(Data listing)

§ §

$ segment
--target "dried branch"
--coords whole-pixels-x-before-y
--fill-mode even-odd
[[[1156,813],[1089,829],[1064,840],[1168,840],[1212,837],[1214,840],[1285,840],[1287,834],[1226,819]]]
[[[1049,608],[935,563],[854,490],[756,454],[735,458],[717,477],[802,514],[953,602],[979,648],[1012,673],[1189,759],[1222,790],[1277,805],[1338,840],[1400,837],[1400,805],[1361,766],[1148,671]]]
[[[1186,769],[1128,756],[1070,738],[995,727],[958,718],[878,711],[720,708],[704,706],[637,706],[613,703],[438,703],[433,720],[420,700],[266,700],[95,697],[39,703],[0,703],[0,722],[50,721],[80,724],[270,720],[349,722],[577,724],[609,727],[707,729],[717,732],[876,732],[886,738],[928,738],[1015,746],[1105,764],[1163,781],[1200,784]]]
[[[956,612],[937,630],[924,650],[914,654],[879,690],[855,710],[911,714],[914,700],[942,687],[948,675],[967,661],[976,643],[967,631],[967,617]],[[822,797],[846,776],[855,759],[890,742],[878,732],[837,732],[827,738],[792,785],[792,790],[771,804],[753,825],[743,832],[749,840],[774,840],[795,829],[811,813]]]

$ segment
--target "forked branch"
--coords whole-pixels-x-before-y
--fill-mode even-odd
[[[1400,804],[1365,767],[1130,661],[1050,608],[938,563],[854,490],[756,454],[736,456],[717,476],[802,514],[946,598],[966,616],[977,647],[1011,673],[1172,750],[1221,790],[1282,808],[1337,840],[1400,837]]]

§ §

Rewrite all of the records above, substituting "nonzero" for every occurrence of "even-odd" and leaving everything else unchanged.

$ segment
--target "dried branch"
--coords whole-pixels-x-before-y
--fill-mode nonzero
[[[1156,813],[1089,829],[1064,840],[1168,840],[1212,837],[1214,840],[1285,840],[1287,834],[1226,819]]]
[[[1049,608],[935,563],[854,490],[756,454],[735,458],[717,477],[802,514],[953,602],[979,648],[1012,673],[1189,759],[1222,790],[1277,805],[1338,840],[1400,837],[1400,805],[1361,766],[1148,671]]]
[[[1186,769],[1128,756],[1070,738],[995,727],[958,718],[878,711],[720,708],[704,706],[637,706],[613,703],[438,703],[433,720],[420,700],[266,700],[95,697],[39,703],[0,703],[0,722],[50,721],[80,724],[270,720],[349,722],[577,724],[609,727],[707,729],[717,732],[876,732],[886,738],[928,738],[1015,746],[1105,764],[1163,781],[1200,784]]]
[[[956,612],[937,630],[924,650],[914,654],[879,690],[855,710],[911,714],[914,700],[942,687],[948,675],[967,661],[976,643],[967,631],[967,617]],[[822,797],[846,776],[855,759],[890,742],[878,732],[837,732],[827,738],[792,785],[792,790],[771,804],[753,825],[743,832],[749,840],[774,840],[795,829],[811,813]]]

$ segment
--target "forked branch"
--coords whole-pixels-x-before-y
--fill-mode nonzero
[[[1400,804],[1365,767],[1130,661],[1050,608],[938,563],[854,490],[756,454],[736,456],[717,476],[802,514],[946,598],[966,616],[977,647],[1011,673],[1172,750],[1221,790],[1282,808],[1337,840],[1400,837]]]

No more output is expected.